_WORK ORDER_
Give back every record word for word, but keep the pictures out.

_SOURCE RECORDS_
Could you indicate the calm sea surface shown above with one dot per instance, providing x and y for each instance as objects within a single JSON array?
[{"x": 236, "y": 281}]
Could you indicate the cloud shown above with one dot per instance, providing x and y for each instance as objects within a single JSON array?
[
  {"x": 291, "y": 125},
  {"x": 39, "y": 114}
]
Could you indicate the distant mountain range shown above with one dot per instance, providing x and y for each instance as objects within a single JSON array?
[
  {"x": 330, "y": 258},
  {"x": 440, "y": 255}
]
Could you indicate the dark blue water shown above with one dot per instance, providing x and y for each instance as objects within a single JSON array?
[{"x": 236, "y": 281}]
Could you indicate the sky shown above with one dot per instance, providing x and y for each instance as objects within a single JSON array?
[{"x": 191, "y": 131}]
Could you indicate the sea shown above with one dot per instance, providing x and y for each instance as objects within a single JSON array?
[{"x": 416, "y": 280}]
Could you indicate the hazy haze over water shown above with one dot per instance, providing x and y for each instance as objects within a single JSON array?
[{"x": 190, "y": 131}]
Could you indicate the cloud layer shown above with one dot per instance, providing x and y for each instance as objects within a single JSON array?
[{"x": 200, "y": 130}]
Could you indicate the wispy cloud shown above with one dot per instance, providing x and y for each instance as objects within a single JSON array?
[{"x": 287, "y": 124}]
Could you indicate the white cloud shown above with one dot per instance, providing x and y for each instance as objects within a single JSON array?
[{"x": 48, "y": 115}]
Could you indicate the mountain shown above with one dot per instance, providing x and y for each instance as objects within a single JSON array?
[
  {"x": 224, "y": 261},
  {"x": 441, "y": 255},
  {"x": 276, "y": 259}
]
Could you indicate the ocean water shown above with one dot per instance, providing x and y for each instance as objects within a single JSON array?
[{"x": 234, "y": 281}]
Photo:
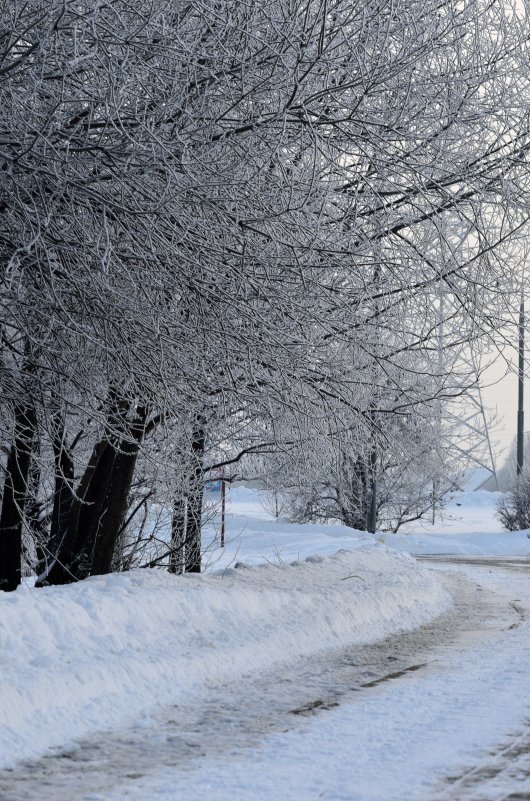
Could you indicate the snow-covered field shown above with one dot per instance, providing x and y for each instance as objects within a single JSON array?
[{"x": 98, "y": 655}]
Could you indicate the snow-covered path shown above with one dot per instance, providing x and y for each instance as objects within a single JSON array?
[{"x": 410, "y": 717}]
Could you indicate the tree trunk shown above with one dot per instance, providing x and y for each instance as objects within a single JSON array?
[
  {"x": 116, "y": 498},
  {"x": 14, "y": 497}
]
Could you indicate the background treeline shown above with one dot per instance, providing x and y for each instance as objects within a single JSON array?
[{"x": 260, "y": 231}]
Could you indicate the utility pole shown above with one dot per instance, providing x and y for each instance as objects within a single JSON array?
[{"x": 520, "y": 403}]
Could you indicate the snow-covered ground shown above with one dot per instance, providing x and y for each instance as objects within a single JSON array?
[
  {"x": 467, "y": 525},
  {"x": 104, "y": 653},
  {"x": 77, "y": 658}
]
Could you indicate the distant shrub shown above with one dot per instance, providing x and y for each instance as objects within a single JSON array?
[{"x": 513, "y": 508}]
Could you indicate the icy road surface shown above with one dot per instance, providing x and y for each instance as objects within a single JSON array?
[{"x": 440, "y": 713}]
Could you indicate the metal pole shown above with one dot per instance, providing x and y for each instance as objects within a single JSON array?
[
  {"x": 223, "y": 506},
  {"x": 372, "y": 512},
  {"x": 520, "y": 403}
]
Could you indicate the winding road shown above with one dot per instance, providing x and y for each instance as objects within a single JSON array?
[{"x": 224, "y": 731}]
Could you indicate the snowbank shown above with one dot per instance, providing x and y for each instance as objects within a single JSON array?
[{"x": 89, "y": 656}]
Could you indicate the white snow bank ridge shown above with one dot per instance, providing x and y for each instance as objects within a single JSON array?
[{"x": 89, "y": 656}]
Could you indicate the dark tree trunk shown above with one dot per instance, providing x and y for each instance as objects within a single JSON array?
[
  {"x": 195, "y": 497},
  {"x": 14, "y": 497},
  {"x": 98, "y": 508},
  {"x": 116, "y": 497},
  {"x": 64, "y": 568},
  {"x": 63, "y": 495}
]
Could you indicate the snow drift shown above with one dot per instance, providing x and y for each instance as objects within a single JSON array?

_WRITTEN ANSWER_
Could you indicate the calm sea surface shown above with one dot per instance, providing x and y for each instance as objects within a single JSON array?
[{"x": 236, "y": 281}]
Could you indicate the cloud shown above with one dot per instance, providing x and y for each instance as objects within a single JSON array?
[
  {"x": 291, "y": 125},
  {"x": 39, "y": 114}
]
Could you indicate the distant mountain range shown above with one dot per instance, providing x and y for each instance as objects within a single JSON array?
[
  {"x": 330, "y": 258},
  {"x": 440, "y": 255}
]
Could you indicate the dark blue water shown above with one dot per instance, providing x and y for each instance as objects within a single JSON array?
[{"x": 236, "y": 281}]
Could you indicate the sky shown above with one dot per instance, providing x and y for each instance as objects within a single JSON array?
[{"x": 191, "y": 131}]
Could you indicate the sea shown above with one dot per instance, providing x and y for each instance as objects within a single JSON array?
[{"x": 416, "y": 280}]
Could you indicate the hazy haze over water shown above with one dot per instance, providing x and y for each instance as objects within a single JSON array?
[{"x": 190, "y": 131}]
Could you indicate the cloud layer shown above with one dot per instance, providing x and y for each instance as objects within a single JSON array?
[{"x": 200, "y": 130}]
Could you indicate the wispy cloud shown above with one dot per instance, providing x and y for each instance as objects within a single JSON array?
[{"x": 287, "y": 124}]
Could you indicate the white cloud shown above with one dot per instance, providing x and y for each instance as objects within a single JSON array?
[{"x": 48, "y": 115}]
Could you indicate the mountain shown above with one dot per instance, providing x and y for each instance as objects within a single JSON array?
[
  {"x": 224, "y": 261},
  {"x": 441, "y": 255},
  {"x": 276, "y": 259}
]
Could you indicate the ocean water shown above with one dot per instance, providing x and y for each instance as objects within a single JSON array?
[{"x": 234, "y": 281}]
Photo:
Could you indicate the snow-covered field shown above with one dot per instance, providing x and y for each instance as objects within a single JSON array?
[{"x": 98, "y": 655}]
Could you indicate the snow-covered path shown above with one dot per instance, providing x and y for each instance as objects within a single JSON array?
[{"x": 410, "y": 717}]
Could you indicate the tree trunk shown above with one dot per instance, providing x and y for each instance as objects within a single JSON array?
[
  {"x": 116, "y": 498},
  {"x": 14, "y": 497}
]
Could you indicate the background treeline shown above with one dot per instance, providing x and y for each instance as objects within a single JSON array?
[{"x": 260, "y": 231}]
Could you indicate the utility pole shown above with one dot per instance, providing x and y for each instance as objects within a single JSON array?
[{"x": 520, "y": 403}]
Could you indicate the snow-covered ground shown above with one dot per instance, providing x and y for each instance as objects within a single JSON array?
[
  {"x": 467, "y": 525},
  {"x": 104, "y": 653},
  {"x": 77, "y": 658}
]
Could you indicate the distant shrub shown above with one dot per instance, providing x and y for each instance as objects within a single JSON array?
[{"x": 513, "y": 508}]
Could you indicate the icy road surface shown above with one dot per instance, providing x and y for each instance as objects within a single JSON array?
[{"x": 440, "y": 713}]
Could you indicate the metal pole shown above with one dot per instance, providing x and y for each instance as objects within a single JSON array?
[
  {"x": 223, "y": 506},
  {"x": 372, "y": 512},
  {"x": 520, "y": 403}
]
Could you indicate the winding road shown above with one dot per instance, providing x and y for each instance as objects within a single JSON array?
[{"x": 224, "y": 731}]
Could you indicate the snowbank shown above with one dot per instance, providing x and y for each instance as objects within a single JSON array?
[{"x": 89, "y": 656}]
Could you indicate the white snow bank ridge shown above with one dot per instance, providing x and y for each instance as objects within a single JSON array?
[{"x": 89, "y": 656}]
Could you indicate the dark tree trunk shown above with one dot per instance, providing x and y for each instance as objects within a single JSON array?
[
  {"x": 195, "y": 497},
  {"x": 14, "y": 497},
  {"x": 98, "y": 508},
  {"x": 116, "y": 497},
  {"x": 64, "y": 568},
  {"x": 63, "y": 495}
]
Could you indicate the snow drift shown above with one dot per instance, providing x and y for each instance as objects within a single JSON array?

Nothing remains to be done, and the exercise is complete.